_TASK DETAILS_: In the records below, find the line containing "the blurred spectator."; copy exactly that line and all lines after it to the end, and nothing else.

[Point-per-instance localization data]
------------------------------------

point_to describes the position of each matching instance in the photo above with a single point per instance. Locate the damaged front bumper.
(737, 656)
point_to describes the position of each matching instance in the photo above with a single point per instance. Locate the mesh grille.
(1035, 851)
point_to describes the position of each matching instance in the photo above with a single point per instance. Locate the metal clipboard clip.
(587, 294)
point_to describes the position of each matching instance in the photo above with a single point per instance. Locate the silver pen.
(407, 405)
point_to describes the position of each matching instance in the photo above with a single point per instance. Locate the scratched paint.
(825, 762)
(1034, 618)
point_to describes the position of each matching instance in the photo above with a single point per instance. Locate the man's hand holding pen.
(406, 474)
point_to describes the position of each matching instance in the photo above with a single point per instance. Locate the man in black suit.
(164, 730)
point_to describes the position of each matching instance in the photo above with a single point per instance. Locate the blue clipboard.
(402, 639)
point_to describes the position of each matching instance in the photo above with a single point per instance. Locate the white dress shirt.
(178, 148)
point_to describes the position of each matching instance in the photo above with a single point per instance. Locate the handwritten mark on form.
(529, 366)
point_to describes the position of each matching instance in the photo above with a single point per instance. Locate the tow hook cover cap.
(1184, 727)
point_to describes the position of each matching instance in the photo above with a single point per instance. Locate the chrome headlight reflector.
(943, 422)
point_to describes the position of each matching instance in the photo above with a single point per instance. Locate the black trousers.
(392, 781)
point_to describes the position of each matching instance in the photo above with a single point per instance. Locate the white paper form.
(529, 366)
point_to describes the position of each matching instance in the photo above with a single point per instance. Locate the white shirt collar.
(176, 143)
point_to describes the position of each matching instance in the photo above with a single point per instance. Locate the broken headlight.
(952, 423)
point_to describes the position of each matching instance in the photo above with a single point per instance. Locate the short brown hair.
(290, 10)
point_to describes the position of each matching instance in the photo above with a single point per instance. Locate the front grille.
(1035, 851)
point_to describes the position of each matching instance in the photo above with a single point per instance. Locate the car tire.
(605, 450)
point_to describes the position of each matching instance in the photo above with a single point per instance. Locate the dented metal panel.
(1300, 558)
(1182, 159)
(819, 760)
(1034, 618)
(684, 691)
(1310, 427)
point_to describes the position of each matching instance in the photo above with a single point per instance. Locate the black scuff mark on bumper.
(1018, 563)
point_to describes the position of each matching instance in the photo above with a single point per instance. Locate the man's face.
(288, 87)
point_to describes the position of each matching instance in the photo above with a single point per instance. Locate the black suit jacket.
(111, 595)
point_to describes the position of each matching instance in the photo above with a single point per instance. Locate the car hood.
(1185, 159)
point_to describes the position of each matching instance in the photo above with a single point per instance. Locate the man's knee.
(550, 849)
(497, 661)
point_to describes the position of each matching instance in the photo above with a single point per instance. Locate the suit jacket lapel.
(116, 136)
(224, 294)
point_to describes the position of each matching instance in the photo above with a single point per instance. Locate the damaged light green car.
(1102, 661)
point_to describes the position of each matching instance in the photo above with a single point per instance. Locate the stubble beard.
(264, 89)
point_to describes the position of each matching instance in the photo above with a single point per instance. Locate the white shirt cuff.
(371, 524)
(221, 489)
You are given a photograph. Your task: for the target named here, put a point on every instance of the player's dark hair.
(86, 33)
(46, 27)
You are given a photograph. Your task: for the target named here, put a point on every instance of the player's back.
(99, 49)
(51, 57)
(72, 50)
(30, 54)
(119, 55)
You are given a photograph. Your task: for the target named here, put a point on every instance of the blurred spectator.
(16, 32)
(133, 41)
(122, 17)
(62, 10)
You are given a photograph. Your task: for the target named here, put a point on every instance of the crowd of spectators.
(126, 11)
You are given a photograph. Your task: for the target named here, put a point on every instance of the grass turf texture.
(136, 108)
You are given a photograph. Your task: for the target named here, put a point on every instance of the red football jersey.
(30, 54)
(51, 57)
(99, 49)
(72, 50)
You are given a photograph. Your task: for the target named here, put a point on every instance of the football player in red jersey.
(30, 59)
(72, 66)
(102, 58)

------------------------------------

_WRITTEN ANSWER_:
You are given a photograph. Your task: for the target named here, put a point on every instance of the blurred spectator.
(16, 32)
(133, 41)
(122, 17)
(62, 10)
You are given a photograph. Your task: for the target named here, put a point on every instance of the crowd of spectators.
(126, 11)
You are given a photograph. Your task: for the target named here, put a point on every instance of the grass turf texture.
(136, 108)
You are given a photograph. Your task: for the target named here, put a point on every instance of the red football jersey.
(30, 54)
(51, 57)
(99, 49)
(72, 50)
You are given a photograph. Your task: for the target named here, put a point on every instance of the football player in red jersey.
(30, 59)
(72, 66)
(102, 58)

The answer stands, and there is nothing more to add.